'''

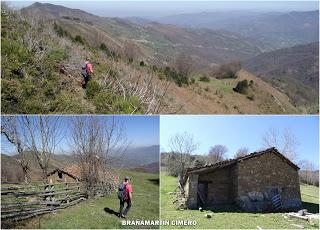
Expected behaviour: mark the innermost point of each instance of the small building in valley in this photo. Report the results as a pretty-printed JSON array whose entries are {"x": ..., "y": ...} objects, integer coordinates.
[
  {"x": 260, "y": 181},
  {"x": 67, "y": 174}
]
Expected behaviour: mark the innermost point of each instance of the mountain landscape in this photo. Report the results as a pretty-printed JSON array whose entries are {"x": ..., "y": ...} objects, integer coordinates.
[
  {"x": 178, "y": 64},
  {"x": 144, "y": 159},
  {"x": 268, "y": 31}
]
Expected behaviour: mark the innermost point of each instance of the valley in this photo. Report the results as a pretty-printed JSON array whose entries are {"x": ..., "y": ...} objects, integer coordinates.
[{"x": 137, "y": 71}]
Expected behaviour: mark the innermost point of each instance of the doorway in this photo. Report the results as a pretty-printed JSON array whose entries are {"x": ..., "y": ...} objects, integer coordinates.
[{"x": 202, "y": 194}]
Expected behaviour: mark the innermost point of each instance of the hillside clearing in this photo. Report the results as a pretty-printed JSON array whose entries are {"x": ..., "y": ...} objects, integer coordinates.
[
  {"x": 230, "y": 219},
  {"x": 101, "y": 212}
]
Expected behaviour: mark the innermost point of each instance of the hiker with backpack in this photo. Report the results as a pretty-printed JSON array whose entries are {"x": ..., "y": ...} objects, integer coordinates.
[
  {"x": 86, "y": 71},
  {"x": 125, "y": 196}
]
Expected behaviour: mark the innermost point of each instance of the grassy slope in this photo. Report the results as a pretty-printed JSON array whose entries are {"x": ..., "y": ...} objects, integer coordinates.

'''

Would you output the data exactly, without any of its images?

▶ [Exercise output]:
Expected behaviour: mark the innermost point of each instance of the small building in valley in this photo. Report the results as a pretty-printed JSON array whose entries are {"x": ..., "y": ...} objects, integer coordinates.
[
  {"x": 260, "y": 181},
  {"x": 67, "y": 174}
]
Expected behaviour: mark the innermost point of each instance of the mountain landscape in this photo. Report the results as a pretty-printed JSON array whose entries are {"x": ..., "y": ...} objects, integer coordinates.
[
  {"x": 178, "y": 64},
  {"x": 144, "y": 159},
  {"x": 268, "y": 31}
]
Expected behaviour: mark the innermost point of each instance of the valley in this photo. Report the results as a pretty-printed JSON array whose entries are {"x": ..., "y": ...} objects, integer coordinates.
[{"x": 137, "y": 71}]
Expected behaviour: mark the innermost point of each instance of the doorway in this photo. Report the results as a pretty-printed JSON array whose entries are {"x": ..., "y": ...} objects, integer coordinates.
[{"x": 202, "y": 194}]
Expected behaviour: mark the innermost point of each instance of the hillside clearing in this photo. Report the results as a pretty-printed JSON array whose entries are {"x": ..., "y": ...} objects, integer coordinates.
[
  {"x": 230, "y": 219},
  {"x": 101, "y": 212}
]
Expected behaviour: mark the innermost point of each instance of the hiker with backpack in this photo. Report the results as a pretty-printed JSON array whose entries are {"x": ..., "y": ...} objects, integer coordinates.
[
  {"x": 86, "y": 71},
  {"x": 125, "y": 196}
]
Expected behaviour: mark the innermost point of each instance of the grassy slope in this photo. Report the results as a pretty-printed JSON array whose entries are {"x": ..., "y": ...} objects, integer coordinates.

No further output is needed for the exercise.